*** Opening Text passage ***
The Hazardous Waste Crisis: EPA Struggles to Implement RCRA; Amendments Needed

April 1979
Citation:
9
ELR 10060
Issue
4

The shattering disruption of the health and lives of residents near an abandoned burial site for toxic industrial chemicals at Love Canal in Niagara Falls and the poisoned stream flowing out of the "Valley of the Drums" near Louisville, Kentucky are only two manifestations of a chronic environmental problem that has finally become a full-blown crisis. These and similar stories have fostered a growing public realization of the staggering task the nation faces in protecting its citizens and its environment from the torrent of hazardous waste produced by its technological society.
*** Closing Text passage ***
*** Opening Records shown ***
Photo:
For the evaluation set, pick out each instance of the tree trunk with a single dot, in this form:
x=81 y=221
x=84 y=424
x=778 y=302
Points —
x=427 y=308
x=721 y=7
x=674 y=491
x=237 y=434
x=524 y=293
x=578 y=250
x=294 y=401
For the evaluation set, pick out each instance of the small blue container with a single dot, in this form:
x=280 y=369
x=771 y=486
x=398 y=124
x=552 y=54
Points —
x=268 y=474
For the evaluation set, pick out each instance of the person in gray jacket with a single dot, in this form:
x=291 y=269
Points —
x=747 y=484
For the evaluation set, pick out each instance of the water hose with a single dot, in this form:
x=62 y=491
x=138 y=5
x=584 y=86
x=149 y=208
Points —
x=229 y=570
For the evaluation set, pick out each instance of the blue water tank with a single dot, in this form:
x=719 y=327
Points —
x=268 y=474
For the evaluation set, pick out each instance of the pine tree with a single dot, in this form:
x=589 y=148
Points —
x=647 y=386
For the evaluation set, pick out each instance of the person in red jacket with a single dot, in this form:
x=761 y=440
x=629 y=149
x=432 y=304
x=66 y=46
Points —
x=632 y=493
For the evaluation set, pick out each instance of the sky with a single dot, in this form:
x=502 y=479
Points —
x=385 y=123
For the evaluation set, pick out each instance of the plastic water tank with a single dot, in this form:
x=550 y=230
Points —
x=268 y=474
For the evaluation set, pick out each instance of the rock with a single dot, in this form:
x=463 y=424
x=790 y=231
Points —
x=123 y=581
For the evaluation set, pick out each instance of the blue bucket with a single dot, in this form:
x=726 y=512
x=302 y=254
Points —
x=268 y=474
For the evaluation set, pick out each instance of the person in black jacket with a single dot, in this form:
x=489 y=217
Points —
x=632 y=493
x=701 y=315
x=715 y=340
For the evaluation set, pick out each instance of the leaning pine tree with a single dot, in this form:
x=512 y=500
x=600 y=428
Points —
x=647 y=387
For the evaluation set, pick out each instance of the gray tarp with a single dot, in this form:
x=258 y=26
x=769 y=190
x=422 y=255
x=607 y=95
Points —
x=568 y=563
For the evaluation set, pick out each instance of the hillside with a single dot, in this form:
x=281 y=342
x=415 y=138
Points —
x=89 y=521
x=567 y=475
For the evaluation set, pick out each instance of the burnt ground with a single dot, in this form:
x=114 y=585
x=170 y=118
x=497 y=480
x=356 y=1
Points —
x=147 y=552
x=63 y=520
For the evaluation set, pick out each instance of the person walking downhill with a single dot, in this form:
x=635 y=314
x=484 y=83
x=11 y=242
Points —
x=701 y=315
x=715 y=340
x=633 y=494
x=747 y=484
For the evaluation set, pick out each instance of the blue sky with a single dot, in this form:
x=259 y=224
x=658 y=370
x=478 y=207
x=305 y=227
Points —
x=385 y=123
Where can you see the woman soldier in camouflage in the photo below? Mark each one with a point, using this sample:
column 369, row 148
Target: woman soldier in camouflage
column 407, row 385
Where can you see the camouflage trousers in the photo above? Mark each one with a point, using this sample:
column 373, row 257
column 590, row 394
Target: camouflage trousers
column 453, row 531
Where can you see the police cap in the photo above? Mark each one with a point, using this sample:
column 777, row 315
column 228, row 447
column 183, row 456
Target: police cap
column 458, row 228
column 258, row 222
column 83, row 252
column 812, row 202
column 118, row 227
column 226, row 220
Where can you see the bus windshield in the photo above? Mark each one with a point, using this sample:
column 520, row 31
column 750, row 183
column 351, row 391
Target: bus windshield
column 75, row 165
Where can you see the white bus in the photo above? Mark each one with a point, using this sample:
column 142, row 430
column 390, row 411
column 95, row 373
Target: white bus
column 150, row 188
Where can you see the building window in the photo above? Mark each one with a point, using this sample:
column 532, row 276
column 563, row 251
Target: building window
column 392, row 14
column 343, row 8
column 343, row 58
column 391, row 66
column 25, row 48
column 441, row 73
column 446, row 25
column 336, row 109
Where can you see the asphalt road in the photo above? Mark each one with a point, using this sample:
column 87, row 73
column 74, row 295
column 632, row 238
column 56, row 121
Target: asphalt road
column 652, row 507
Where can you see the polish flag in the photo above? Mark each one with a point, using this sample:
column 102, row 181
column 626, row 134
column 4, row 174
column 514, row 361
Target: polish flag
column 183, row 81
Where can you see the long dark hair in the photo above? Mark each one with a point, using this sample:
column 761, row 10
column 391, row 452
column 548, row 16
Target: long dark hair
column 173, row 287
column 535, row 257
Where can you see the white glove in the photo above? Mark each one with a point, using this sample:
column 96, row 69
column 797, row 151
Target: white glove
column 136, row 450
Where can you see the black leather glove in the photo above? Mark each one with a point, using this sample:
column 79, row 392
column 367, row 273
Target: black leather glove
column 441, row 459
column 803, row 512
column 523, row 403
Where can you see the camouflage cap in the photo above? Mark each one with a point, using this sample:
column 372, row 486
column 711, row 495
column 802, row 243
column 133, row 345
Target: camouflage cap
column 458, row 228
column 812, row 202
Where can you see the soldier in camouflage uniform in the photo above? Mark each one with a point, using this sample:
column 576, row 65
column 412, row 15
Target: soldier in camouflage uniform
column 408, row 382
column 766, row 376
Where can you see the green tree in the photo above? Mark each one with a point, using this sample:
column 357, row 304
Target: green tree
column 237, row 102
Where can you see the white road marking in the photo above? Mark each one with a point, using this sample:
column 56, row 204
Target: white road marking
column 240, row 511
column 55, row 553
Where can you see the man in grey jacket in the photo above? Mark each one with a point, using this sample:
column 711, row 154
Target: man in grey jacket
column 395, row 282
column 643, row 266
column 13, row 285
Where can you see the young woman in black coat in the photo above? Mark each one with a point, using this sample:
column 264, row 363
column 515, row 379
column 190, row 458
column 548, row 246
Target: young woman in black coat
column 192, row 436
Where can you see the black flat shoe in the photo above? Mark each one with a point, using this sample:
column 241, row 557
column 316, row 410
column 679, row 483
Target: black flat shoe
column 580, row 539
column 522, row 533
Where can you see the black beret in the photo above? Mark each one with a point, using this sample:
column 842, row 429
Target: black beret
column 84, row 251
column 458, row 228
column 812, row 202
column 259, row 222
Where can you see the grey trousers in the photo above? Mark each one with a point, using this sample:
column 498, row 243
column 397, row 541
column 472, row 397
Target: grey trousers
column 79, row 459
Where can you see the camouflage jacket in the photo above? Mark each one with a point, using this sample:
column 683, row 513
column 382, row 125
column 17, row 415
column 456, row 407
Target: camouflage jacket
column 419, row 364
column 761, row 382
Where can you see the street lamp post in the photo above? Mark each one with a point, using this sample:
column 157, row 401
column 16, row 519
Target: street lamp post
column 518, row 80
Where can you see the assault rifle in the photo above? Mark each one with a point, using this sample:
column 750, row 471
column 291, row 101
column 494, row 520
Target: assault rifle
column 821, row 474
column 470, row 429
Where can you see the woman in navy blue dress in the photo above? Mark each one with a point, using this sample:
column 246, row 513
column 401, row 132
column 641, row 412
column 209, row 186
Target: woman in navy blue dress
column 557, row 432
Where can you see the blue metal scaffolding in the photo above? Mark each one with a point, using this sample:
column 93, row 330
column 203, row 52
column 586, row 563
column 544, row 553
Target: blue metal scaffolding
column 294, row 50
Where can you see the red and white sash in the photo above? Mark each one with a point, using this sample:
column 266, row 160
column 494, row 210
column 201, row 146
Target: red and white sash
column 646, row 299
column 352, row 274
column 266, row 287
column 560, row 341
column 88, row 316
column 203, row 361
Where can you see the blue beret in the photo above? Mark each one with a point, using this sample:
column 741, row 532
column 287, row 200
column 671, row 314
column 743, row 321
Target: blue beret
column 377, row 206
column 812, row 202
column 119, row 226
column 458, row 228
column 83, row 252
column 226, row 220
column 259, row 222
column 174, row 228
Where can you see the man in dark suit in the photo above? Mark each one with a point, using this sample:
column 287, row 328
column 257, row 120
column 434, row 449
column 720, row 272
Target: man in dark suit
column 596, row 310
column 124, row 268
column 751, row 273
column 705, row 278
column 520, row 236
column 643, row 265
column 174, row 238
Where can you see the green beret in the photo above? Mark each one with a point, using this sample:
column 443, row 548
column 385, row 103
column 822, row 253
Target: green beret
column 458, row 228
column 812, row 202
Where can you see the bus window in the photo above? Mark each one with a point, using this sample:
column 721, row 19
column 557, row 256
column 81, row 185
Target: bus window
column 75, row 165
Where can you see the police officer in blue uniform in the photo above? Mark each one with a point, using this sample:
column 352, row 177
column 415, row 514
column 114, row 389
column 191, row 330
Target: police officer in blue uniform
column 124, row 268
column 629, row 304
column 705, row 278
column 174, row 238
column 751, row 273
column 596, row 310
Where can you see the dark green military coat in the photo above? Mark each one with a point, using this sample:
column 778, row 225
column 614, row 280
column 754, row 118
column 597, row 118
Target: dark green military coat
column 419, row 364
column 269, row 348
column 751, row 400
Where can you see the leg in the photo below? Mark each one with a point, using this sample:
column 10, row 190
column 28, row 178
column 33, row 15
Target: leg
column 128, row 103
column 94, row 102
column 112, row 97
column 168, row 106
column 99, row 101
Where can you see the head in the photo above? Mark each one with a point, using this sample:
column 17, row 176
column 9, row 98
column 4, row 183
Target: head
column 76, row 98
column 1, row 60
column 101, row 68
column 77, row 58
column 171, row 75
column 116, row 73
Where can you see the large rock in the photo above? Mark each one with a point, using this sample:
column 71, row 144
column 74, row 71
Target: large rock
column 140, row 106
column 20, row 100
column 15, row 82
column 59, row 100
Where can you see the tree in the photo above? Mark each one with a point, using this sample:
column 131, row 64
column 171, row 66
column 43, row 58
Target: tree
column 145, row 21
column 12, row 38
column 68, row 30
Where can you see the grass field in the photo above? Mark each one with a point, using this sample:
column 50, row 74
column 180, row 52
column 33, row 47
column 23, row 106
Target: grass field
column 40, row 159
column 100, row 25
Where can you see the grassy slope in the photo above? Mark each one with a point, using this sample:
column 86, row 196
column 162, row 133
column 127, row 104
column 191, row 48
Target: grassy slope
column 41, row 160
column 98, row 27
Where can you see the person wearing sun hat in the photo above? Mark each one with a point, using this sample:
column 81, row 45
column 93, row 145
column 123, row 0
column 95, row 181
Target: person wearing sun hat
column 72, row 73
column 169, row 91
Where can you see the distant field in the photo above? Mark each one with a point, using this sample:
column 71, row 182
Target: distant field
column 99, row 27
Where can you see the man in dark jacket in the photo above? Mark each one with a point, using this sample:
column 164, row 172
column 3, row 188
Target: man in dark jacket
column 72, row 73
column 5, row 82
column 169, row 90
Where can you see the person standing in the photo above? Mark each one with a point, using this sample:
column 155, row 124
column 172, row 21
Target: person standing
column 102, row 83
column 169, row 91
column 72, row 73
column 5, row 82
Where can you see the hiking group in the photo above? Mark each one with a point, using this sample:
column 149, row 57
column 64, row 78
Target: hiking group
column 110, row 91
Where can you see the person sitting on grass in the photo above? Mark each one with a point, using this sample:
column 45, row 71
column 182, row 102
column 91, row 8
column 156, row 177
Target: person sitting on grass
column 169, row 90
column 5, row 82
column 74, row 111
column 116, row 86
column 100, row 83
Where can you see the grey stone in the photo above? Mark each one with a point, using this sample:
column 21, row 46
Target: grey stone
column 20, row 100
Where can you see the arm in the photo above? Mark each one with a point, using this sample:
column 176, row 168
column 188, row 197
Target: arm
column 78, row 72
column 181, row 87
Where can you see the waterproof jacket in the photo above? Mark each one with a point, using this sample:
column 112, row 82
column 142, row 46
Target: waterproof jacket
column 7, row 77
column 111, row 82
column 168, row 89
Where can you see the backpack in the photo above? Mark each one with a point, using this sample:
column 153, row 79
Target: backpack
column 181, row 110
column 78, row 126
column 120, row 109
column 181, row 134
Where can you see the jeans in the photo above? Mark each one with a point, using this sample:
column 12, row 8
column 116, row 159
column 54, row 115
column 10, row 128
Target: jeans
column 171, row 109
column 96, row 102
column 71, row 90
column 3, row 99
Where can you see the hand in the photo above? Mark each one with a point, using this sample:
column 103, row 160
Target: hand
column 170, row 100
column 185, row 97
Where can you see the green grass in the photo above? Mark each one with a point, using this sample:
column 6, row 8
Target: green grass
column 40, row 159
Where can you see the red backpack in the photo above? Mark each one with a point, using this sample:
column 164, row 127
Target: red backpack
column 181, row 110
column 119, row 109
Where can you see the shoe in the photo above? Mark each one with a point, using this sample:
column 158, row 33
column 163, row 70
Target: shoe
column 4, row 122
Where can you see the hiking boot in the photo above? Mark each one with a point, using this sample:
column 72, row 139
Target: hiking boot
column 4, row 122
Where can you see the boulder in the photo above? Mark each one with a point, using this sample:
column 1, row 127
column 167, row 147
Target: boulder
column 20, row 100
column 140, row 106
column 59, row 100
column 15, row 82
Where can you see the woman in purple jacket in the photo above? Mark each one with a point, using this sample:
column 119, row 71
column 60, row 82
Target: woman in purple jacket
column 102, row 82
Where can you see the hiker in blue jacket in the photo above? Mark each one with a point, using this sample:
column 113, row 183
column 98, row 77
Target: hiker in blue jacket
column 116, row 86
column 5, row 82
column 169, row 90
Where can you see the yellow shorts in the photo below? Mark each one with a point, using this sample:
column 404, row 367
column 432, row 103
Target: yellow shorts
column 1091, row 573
*** Closing Records shown ***
▶ _Task requirements_:
1. Using the passage on the hazardous waste crisis, decide whether each statement agrees with it: (a) Love Canal is in Niagara Falls; (b) the passage calls hazardous waste a new problem that appeared only recently; (c) the passage says the public is increasingly aware of the task of protecting citizens from hazardous waste.
2. Retype the stretch of the passage on the hazardous waste crisis from "The shattering disruption" through "its technological society.".
3. Continue the passage on the hazardous waste crisis from its last sentence.
The rows are not needed for this work.

▶ _Results for each task_:
1.
(a) Yes: "an abandoned burial site for toxic industrial chemicals at Love Canal in Niagara Falls"
(b) No: "a chronic environmental problem that has finally become a full-blown crisis"
(c) Yes: "These and similar stories have fostered a growing public realization of the staggering task the nation faces in protecting its citizens and its environment"

2.
The shattering disruption of the health and lives of residents near an abandoned burial site for toxic industrial chemicals at Love Canal in Niagara Falls and the poisoned stream flowing out of the "Valley of the Drums" near Louisville, Kentucky are only two manifestations of a chronic environmental problem that has finally become a full-blown crisis. These and similar stories have fostered a growing public realization of the staggering task the nation faces in protecting its citizens and its environment from the torrent of hazardous waste produced by its technological society.

3.
Three years ago, Congress passed the Resource Conservation and Recovery Act (RCRA)1 to deal with the problem of waste, and Subtitle C2 of the statute outlines an elaborate scheme for federal and state regulation of hazardous waste. After much delay, the Environmental Protection Agency (EPA) has now proposed regulations to implement the Subtitle C program,3 which must be promulgated in final form by the end of 1979 as the result of a court order,4 but the proposals have generated intense controversy among industry and environmental interests. Moreover, the Act as it presently stands does not even address the very serious difficulties presented by inactive and abandoned dump sites. Congress is therefore expected to deal with this and other hazardous waste issues later this year. Meanwhile, the Department of Justice has begun filing lawsuits to remedy some of the most serious instances of improper hazardous waste disposal.